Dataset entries

------------------------------------------------------------

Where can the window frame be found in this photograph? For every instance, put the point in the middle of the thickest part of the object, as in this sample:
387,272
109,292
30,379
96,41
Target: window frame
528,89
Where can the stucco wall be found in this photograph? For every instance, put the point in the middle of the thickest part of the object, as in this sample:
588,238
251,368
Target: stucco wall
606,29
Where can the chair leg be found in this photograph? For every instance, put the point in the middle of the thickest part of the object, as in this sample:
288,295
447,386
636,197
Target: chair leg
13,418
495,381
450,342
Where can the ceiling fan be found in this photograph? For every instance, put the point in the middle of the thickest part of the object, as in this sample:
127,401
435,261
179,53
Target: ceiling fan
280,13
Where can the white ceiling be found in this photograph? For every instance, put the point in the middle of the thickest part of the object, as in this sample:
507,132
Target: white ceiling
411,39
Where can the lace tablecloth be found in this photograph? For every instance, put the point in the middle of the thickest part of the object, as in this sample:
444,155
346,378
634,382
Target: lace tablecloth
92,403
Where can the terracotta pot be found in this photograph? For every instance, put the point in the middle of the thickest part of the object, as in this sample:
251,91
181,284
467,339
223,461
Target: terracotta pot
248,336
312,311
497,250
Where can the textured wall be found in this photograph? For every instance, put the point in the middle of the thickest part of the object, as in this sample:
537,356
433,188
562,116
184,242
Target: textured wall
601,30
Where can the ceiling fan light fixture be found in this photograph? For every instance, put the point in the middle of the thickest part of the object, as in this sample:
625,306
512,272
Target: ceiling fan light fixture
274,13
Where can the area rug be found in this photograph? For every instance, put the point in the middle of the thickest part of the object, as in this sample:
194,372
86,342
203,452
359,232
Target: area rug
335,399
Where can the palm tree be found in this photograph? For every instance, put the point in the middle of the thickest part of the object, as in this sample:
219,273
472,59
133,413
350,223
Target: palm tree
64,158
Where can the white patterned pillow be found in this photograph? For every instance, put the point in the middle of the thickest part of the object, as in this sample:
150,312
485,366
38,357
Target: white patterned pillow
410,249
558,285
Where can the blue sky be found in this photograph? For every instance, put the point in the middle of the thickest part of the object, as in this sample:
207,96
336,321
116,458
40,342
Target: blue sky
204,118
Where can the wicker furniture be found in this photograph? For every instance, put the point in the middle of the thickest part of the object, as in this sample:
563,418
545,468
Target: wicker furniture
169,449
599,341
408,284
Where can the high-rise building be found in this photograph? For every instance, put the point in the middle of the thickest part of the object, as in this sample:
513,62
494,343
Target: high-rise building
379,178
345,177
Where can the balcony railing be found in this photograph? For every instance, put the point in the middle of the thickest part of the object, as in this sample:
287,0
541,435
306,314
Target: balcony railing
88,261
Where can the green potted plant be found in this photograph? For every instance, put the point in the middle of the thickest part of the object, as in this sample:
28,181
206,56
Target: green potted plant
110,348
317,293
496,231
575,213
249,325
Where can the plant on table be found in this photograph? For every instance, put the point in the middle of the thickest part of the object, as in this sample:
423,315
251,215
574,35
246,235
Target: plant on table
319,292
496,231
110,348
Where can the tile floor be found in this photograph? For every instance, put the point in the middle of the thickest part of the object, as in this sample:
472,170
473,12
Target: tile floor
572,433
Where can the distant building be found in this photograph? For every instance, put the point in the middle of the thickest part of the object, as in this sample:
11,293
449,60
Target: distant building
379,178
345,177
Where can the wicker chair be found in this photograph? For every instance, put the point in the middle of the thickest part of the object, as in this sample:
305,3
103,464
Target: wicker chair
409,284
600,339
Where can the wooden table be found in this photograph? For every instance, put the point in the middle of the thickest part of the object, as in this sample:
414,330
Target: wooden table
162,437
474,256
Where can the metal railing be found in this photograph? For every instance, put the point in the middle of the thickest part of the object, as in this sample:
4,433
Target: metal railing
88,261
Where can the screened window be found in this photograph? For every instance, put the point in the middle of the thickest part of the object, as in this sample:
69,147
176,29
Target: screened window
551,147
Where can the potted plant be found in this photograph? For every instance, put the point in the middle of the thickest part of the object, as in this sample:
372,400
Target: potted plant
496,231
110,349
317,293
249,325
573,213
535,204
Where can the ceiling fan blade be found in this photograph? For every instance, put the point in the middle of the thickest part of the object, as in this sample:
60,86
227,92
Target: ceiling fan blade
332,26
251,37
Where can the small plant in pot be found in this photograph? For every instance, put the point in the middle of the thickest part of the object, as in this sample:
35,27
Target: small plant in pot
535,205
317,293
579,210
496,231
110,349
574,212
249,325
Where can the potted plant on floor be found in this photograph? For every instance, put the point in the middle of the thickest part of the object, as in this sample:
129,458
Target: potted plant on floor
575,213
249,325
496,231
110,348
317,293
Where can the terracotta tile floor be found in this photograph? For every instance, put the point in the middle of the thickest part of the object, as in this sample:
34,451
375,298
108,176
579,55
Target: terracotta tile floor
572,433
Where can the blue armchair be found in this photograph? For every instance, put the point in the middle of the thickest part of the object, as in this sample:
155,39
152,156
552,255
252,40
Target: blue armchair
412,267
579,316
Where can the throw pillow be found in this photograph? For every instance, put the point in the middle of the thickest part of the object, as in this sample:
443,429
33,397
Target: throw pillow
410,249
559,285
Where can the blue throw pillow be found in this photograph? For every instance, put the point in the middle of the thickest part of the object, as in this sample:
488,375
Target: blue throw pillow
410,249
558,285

------------------------------------------------------------

** What you should do **
Return a faithful copy of all the records above.

** Expected answer **
Where can the window frame be found in this photograph? For every instance, put the point in the middle of the thickest part of the object, as in this sample:
387,272
109,292
30,379
96,41
Target: window frame
528,89
Where can the stucco wall be found in this photograph? For every instance, put the point in the middle of the thickest part of the object, as in this sample:
588,238
251,368
Target: stucco wall
606,29
Where can the chair leg be found in this photograph? For every instance, put the point in the middle of the thickest part of the object, as in this sample:
288,295
447,386
636,197
Target: chair leg
13,418
495,381
450,342
Where can the ceiling fan be found in this photograph? For every instance, put the point in the middle of the thickest part of the object, as in this sample:
127,401
435,261
179,53
Target: ceiling fan
280,13
Where can the white ceiling be found in this photograph? For every instance, put the point in the middle of the thickest part of the object, as in this sample:
507,132
Target: white ceiling
411,39
Where can the lace tablecloth be found in this photograph? For every instance, put the point in the middle of the thickest part of the object, as in this sample:
444,155
346,378
634,382
Target: lace tablecloth
92,403
Where can the terracotta pot be found in this photograph? For every instance, put the point in the middle of the thickest part of the object, as in this sample:
251,91
181,284
467,339
223,461
Target: terracotta pot
248,336
312,311
497,250
Where can the textured wall be found in this photograph? For every instance, put the point in the middle of the thickest part of the object, as in this sample:
537,356
433,188
562,116
184,242
Target: textured wall
601,30
Where can the ceiling fan light fixture be found in this photograph? For every instance, put the point in the middle of the thickest part of the object, as in this sample:
625,306
512,272
Target: ceiling fan light fixture
274,13
Where can the area rug be found in this photograph? For every instance, put the point in the middle of the thickest part of the object, as in this sample:
194,372
86,342
203,452
359,232
Target: area rug
335,399
Where can the palm tree be found in this photograph? For every instance, put the point in the middle of the thickest part of the object, as in this sample:
219,273
472,59
133,413
350,223
Target: palm tree
64,158
Where can the white patterned pillow be found in this photograph? For every instance, put the point in the middle of the thickest part of the object, as in this sample:
150,312
485,366
38,357
Target: white patterned pillow
410,249
558,285
Where can the blue sky be found in this photograph? For every instance, put the point in the middle of the thickest part of the object, as in this sample:
207,96
336,321
116,458
40,342
Target: blue sky
204,118
Where can the wicker furniture be found in this photograph? For every instance, put the point in the middle of the thickest part of the object, as in this sample:
563,418
545,468
Target: wicker furniture
169,449
599,341
408,284
Where can the high-rise building be found in this photograph? For every instance, put the point in the middle of the thickest part of the object, as in this sample:
513,62
494,343
Target: high-rise building
379,178
345,177
Where can the balcony railing be found in this photograph? For every instance, put the point in the middle of the thickest part of the object, as in this sample:
287,0
541,435
306,314
Target: balcony railing
88,261
Where can the green potted plant be found in this photograph? For every instance, put the point in the middle of the thickest part of the object, as in this sample:
28,181
206,56
Target: green potted plant
110,348
317,293
496,231
575,213
249,325
Where can the plant on table be found in this photograph? For every instance, put the point in the middle of the thickest part of the object, as in this sample:
423,315
251,215
574,35
246,235
Target: plant on table
319,292
496,231
110,348
Where can the tile floor be found in this photograph? For every instance, put the point in the middle of the thickest part of the object, as in this sample:
472,170
473,12
Target: tile floor
572,433
Where can the distant building be found in this photograph? For every instance, put the point in the middle of the thickest part of the object, as in this sample:
11,293
449,60
Target: distant building
379,178
345,177
Where can the wicker chair be found in this photograph? For every instance, put the point in the middle of the thickest part of the object, as in this sample:
305,3
103,464
Target: wicker chair
409,284
600,339
Where can the wooden table be found in this photograph? For every instance, put the point in the middle of the thickest part of the object, as in this sample:
414,330
Target: wooden table
162,437
474,256
Where can the metal railing be found in this photograph? For every instance, put the point in the middle of the thickest part of the object, as in this sample:
4,433
Target: metal railing
88,261
Where can the screened window be found in this photograph? For every instance, put the point in the middle of the thickest part of the object, as in this sample:
69,147
176,29
Target: screened window
551,147
Where can the potted plant be found in this photograph? For every instance, put the point in the middle of the thickest part of the object, as in this sample:
372,400
Target: potted plant
496,231
110,349
317,293
249,325
573,213
535,204
Where can the ceiling fan blade be found in this photograph? For every instance, put the point in the middle of the thickest part of the object, as in this sample:
60,86
227,92
Target: ceiling fan blade
332,26
251,37
Where can the small plant in pot be found in this photograph? For every instance, put the point in the middle of the thickest part of the object, as in this sample:
35,27
Target: small plant in pot
535,205
317,293
579,210
496,231
110,349
574,212
249,325
Where can the potted plant on floor be found in this photograph? For every instance, put the point in the middle of the thickest part of the object, as in this sample:
129,458
Target: potted plant on floor
575,213
249,325
496,231
110,348
317,293
Where can the terracotta tile floor be found in this photograph? For every instance, put the point in the middle of the thickest part of the object, as in this sample:
34,451
375,298
108,176
579,55
Target: terracotta tile floor
572,433
Where can the blue armchair be found in this photograph? For every instance, put the point in the middle of the thickest part of the object, as in this sample:
155,39
152,156
552,255
252,40
Target: blue armchair
412,267
579,316
Where can the throw pillow be found in this photograph? For every instance, put the point in the middle of the thickest part of the object, as in this sample:
443,429
33,397
Target: throw pillow
410,249
559,285
Where can the blue throw pillow be found in this photograph? For every instance, put the point in the middle of the thickest part of the object, as in this sample:
488,375
Target: blue throw pillow
410,249
558,285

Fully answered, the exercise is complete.